> **TASK DESCRIPTION**
Could you collect every line in the data below that contains the word "stone" and copy each one out unchanged?

> **DATA FOR THIS EXERCISE**
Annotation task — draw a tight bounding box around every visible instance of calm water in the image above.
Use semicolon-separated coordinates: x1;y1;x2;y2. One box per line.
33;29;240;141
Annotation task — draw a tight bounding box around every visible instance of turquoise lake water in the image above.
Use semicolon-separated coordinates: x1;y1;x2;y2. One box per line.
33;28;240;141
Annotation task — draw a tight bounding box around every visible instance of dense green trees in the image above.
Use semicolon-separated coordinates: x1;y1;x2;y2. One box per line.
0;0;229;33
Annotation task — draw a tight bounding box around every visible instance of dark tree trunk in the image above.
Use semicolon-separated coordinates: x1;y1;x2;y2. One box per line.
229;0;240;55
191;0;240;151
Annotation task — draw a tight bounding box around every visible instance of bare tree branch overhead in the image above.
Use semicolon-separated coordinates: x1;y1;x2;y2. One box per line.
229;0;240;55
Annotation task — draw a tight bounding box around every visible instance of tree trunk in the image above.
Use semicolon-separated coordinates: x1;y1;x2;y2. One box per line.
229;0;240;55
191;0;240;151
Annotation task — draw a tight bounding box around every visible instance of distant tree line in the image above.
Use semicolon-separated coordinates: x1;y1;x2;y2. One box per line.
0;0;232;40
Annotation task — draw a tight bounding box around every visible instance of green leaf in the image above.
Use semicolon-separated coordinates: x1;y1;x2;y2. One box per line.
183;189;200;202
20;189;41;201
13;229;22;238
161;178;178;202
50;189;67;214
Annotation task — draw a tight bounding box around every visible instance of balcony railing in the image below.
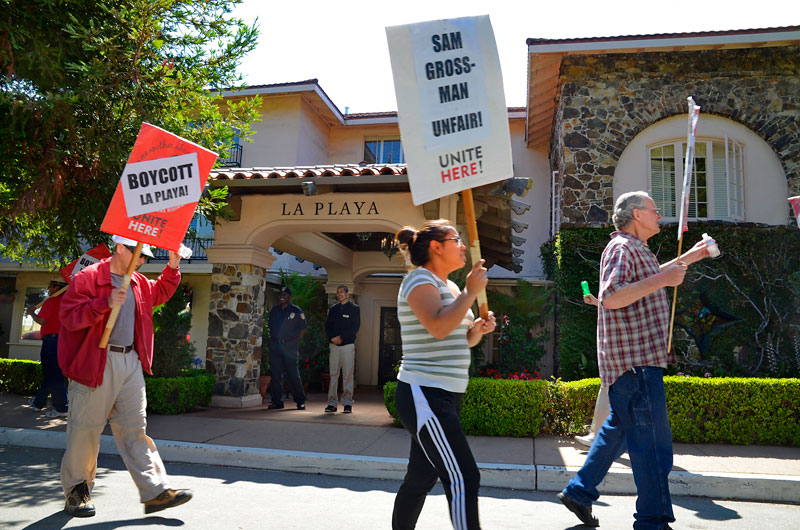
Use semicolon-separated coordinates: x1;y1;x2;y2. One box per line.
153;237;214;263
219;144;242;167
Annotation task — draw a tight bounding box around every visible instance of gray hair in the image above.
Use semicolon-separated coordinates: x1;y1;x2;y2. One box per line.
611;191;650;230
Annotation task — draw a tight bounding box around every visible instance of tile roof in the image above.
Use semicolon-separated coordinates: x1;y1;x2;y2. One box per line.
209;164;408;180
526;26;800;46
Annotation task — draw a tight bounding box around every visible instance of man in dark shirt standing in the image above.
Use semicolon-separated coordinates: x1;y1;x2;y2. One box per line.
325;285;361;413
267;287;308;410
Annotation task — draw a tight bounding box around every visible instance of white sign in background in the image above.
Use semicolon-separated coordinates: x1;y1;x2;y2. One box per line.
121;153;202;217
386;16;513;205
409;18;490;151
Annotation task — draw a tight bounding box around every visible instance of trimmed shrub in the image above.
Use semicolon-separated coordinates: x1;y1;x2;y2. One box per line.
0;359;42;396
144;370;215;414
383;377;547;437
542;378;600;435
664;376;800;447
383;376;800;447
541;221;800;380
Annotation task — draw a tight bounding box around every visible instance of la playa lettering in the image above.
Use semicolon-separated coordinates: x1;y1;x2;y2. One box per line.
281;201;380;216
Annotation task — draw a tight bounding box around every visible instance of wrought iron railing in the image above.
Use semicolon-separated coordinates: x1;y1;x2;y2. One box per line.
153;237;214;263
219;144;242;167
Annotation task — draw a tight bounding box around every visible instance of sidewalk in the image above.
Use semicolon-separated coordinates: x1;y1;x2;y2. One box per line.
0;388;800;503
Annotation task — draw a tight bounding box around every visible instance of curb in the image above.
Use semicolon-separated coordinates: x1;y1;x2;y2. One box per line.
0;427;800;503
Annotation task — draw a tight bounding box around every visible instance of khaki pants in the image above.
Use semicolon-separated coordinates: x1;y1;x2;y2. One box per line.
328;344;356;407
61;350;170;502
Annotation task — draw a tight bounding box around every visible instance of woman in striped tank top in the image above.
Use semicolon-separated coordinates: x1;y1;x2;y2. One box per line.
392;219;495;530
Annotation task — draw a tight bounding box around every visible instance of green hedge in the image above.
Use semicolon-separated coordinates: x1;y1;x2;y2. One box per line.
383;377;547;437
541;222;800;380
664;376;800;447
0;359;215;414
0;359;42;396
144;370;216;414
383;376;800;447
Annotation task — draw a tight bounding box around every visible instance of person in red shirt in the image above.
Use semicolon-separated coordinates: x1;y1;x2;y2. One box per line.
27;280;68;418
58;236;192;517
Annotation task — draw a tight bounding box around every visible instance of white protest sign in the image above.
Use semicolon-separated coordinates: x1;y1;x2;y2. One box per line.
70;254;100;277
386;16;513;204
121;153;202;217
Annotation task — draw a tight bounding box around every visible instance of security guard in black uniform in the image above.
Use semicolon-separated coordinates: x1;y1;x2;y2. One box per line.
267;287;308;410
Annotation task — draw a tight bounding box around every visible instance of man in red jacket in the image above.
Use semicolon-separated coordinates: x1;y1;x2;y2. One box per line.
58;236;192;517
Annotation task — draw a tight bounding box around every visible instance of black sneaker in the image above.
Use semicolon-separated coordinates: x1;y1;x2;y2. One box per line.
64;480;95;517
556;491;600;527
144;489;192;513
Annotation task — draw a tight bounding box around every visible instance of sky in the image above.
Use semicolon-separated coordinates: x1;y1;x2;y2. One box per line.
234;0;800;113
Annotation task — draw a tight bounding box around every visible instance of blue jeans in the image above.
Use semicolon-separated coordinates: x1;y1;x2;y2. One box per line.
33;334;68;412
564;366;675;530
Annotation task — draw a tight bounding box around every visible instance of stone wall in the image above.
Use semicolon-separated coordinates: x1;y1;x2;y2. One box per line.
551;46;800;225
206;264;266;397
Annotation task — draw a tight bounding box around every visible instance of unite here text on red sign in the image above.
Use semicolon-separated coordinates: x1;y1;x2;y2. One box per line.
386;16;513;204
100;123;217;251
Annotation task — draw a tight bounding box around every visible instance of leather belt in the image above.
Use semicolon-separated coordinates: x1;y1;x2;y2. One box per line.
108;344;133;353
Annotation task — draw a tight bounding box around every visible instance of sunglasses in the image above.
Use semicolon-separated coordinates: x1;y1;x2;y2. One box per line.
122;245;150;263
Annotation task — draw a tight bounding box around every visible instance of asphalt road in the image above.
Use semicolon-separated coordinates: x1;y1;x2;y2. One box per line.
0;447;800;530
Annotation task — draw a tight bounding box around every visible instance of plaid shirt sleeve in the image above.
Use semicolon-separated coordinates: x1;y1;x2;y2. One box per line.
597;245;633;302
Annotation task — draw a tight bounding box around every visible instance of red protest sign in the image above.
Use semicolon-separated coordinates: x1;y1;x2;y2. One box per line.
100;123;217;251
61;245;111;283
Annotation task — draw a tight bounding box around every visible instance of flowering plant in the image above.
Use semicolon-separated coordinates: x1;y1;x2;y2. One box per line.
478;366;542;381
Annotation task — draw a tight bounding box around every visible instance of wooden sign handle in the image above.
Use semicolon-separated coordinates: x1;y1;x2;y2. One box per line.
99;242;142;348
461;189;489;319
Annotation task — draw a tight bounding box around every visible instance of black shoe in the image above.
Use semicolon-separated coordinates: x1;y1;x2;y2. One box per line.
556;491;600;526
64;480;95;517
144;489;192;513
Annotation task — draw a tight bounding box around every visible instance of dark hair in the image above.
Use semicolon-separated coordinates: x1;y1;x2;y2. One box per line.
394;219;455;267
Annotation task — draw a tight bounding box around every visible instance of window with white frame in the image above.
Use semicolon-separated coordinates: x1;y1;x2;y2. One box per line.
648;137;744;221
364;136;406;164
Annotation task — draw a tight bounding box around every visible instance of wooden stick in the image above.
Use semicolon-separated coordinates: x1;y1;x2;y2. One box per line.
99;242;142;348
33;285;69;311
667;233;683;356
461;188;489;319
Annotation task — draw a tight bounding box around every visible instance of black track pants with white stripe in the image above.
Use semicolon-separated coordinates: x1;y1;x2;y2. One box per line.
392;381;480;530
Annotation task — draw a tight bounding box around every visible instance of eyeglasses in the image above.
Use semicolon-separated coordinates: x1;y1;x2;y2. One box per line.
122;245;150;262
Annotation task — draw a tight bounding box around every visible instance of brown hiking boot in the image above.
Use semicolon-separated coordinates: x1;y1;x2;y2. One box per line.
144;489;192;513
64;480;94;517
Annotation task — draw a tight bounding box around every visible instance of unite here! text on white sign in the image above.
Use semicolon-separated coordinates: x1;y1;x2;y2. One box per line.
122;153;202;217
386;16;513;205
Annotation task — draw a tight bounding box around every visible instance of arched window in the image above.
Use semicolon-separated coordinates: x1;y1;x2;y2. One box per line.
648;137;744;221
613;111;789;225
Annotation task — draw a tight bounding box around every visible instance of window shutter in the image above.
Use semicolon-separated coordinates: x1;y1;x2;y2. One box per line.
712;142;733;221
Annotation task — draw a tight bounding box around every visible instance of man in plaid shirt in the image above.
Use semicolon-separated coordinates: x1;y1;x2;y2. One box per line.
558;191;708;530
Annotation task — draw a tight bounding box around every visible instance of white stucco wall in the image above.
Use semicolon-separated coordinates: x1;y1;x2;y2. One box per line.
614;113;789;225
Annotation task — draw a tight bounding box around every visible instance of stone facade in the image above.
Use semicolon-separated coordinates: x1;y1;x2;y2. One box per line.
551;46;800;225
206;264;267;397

* * *

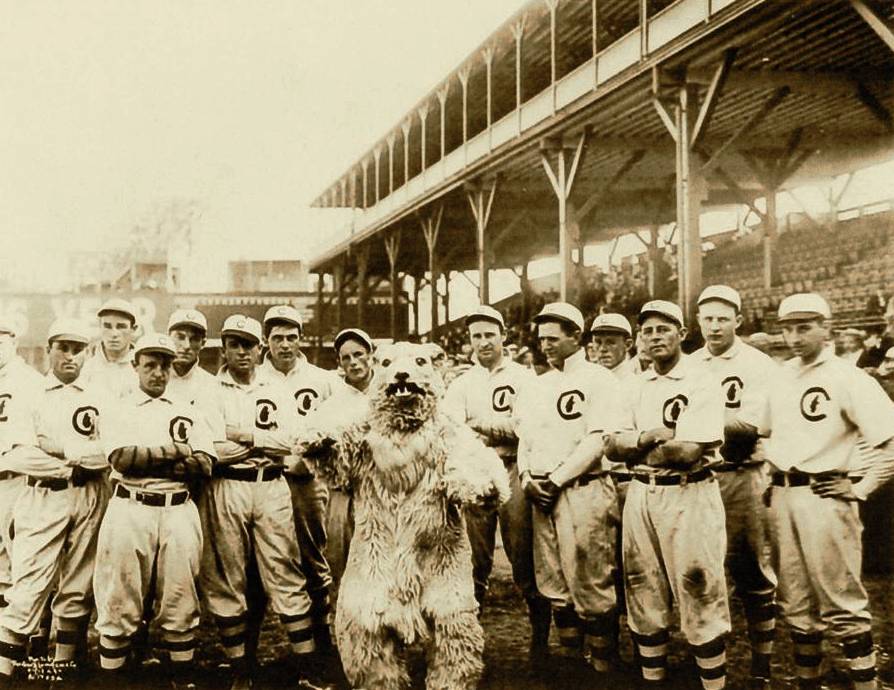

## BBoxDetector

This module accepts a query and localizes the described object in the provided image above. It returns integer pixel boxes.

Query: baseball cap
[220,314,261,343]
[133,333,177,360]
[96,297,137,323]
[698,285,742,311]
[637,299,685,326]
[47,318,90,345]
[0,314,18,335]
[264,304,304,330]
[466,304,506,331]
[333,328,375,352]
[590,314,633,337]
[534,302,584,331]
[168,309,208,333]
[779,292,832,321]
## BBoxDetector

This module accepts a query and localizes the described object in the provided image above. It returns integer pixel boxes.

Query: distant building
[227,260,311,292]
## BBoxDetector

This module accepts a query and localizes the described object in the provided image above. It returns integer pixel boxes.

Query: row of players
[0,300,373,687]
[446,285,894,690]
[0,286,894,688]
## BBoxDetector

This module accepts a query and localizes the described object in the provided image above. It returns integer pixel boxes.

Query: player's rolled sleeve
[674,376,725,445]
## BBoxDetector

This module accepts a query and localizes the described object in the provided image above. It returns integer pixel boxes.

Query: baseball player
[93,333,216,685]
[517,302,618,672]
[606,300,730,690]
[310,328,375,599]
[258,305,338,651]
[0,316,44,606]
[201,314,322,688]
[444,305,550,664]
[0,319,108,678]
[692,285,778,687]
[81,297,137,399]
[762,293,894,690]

==

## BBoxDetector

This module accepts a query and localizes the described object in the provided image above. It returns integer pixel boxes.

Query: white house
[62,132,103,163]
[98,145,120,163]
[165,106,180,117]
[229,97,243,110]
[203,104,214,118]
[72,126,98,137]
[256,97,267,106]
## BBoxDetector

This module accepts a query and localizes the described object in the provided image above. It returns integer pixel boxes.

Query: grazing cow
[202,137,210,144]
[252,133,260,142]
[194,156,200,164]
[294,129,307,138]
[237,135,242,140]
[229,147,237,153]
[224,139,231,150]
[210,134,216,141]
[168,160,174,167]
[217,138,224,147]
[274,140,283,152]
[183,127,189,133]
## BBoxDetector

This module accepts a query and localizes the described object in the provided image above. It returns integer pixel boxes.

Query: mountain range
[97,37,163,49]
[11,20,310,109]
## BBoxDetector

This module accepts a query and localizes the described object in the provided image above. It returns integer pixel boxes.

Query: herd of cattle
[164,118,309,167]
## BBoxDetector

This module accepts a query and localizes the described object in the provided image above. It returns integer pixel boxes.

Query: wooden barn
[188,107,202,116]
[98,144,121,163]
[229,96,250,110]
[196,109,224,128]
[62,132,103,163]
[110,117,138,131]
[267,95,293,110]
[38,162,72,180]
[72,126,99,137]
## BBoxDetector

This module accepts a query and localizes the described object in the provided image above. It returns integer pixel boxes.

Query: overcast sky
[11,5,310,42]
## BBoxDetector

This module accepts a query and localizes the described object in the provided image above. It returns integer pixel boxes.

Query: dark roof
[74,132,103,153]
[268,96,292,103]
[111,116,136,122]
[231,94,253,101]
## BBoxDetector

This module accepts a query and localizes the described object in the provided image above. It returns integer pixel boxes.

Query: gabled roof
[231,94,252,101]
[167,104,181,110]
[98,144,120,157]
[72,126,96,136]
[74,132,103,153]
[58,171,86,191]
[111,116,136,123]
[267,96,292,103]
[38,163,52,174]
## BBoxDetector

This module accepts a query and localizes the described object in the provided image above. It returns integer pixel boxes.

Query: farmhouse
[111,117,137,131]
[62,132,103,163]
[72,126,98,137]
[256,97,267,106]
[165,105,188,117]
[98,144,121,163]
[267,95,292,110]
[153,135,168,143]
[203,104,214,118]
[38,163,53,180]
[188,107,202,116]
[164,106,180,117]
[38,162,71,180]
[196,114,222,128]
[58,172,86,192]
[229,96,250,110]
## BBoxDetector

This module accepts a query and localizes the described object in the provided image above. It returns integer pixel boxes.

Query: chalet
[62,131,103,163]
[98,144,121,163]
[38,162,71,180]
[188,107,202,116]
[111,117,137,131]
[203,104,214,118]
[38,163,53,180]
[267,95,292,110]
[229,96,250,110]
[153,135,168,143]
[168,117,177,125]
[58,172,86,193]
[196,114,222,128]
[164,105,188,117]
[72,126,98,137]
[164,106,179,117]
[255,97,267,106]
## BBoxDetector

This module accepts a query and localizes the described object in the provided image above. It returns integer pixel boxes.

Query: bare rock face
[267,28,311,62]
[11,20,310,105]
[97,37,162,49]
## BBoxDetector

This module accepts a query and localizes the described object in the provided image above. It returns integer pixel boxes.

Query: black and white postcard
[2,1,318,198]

> **WRITTEN REPLY**
Annotation task — draw a tight bounding box around every visible instance of stone wall in the image above.
Annotation task — draw a tight bounding box around every visible instance of stone facade in the image above.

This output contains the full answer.